What this exercise asks:
**A.** In the forum thread on copying parquet files between Impala databases, which Impala version is given as the one where ALTER TABLE ... RECOVER PARTITIONS becomes available?
**B.** From the forum thread on copying parquet files, write out the stretch from "Master Collaborator" through "new_table ADD PARTITION(...)" word for word.

Support Questions
Find answers, ask questions, and share your expertise

parquet file copy on partitioned tables




I am trying to copy parquet files between 2 different Impala database that they are working 2 different Cloudera installation.


I created tables on target with exactly same type of columns and partitions

I copied parquet files from source and copied into target fs then moved into hdfs location and then I run refresh <table> command on impala-shell


For nonpartitioned tables :--> there is no problem after refresh command. I could see all the data in target tables


For partitioned tables --> there is no data after refresh command, so I tried with following procedure


  • dropped partitioned tables from target,
  • recreated tables on target without partition. I created source table's partitioned columns as normal columns on target
  • copied parquet files into hdfs location
  • then refresh table command


When I check the target table, I could see data in target table except on some column/s of target table which they are created as partitioned columns on source table


What is the proper way of parquet file copy operation between 2 impala database, if the tables have partitions?






Master Collaborator

For partitioned tables, you need to also re-create the partition metadata in the target table. Just  doing a refresh will not re-create that metadata. Here are a few options for re-creating the partitions in the new table:

1. Use Impala's "ALTER TABLE new_table RECOVER PARTITIONS" (available in Impala 2.3)

2. Use Hive's "msck repair" to recover the partition metadata

3. Re-create the partitions manually with ALTER TABLE new_table ADD PARTITION(...)




Hello Alex


Thanks for your reply


1. ) I am running with following impala and CDH version. Can I easily upgrade only impala ?
impala.x86_64                  2.2.0+cdh5.4.5+0-1.cdh5.4.5.p0.8.el6
impala-shell.x86_64            2.2.0+cdh5.4.5+0-1.cdh5.4.5.p0.8.el6


2.) I applied following steps with partitioned and nonpartitioned table but I am failed again

  • dropped table
  • recreated table without partitioned columns
  • copied parquet files into same directory (I collected directory information from show create table output)
  • run msck repair table <tablename> in hive CLI
  • there is no data in partitioned columns


  • dropped table
  • recreated table with partitioned columns
  • copied parquet files into same directory
  • run msck repair table <tablename> in hive CLI
  • no data in table

I think I have an error about the steps but could not find yet. Any advice ?


3.) I am getting many parquet tables from external source and I have many tables with various partitions (not only datetime info) and I am trying to create an automatization. So I need a a little bit easier way to  automate it. For now, I have focused 1 and 2 🙂


Many thanks

Data section:
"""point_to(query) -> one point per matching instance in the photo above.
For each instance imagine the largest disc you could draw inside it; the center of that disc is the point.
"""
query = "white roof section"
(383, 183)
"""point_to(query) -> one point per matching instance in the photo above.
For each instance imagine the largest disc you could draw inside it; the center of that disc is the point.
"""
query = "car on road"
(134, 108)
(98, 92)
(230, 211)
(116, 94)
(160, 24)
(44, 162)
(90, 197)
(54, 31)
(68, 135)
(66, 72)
* * *
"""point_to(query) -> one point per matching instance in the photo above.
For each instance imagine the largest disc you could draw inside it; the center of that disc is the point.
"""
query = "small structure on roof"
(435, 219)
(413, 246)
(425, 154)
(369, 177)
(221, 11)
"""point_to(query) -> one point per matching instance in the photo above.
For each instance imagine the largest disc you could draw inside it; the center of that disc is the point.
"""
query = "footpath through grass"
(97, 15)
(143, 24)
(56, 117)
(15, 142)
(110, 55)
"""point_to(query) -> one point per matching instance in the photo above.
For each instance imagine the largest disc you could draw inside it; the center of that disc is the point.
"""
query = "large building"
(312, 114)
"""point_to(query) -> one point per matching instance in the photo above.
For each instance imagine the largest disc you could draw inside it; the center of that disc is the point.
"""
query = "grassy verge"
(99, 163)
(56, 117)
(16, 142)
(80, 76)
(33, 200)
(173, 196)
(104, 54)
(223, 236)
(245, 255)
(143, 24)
==
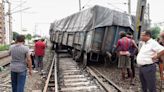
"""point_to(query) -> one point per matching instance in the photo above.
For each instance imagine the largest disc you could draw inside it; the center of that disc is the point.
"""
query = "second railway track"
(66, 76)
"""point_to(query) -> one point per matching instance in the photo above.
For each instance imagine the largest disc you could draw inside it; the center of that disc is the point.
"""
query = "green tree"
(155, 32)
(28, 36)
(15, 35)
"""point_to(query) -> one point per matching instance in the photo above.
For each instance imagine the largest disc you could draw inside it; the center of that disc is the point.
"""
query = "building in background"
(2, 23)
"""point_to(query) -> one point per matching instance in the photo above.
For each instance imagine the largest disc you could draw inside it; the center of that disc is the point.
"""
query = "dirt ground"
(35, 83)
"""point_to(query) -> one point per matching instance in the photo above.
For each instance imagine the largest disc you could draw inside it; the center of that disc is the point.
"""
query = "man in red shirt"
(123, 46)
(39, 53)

Responses per task:
**A.** Impala 2.3

**B.**
Master Collaborator

For partitioned tables, you need to also re-create the partition metadata in the target table. Just  doing a refresh will not re-create that metadata. Here are a few options for re-creating the partitions in the new table:

1. Use Impala's "ALTER TABLE new_table RECOVER PARTITIONS" (available in Impala 2.3)

2. Use Hive's "msck repair" to recover the partition metadata

3. Re-create the partitions manually with ALTER TABLE new_table ADD PARTITION(...)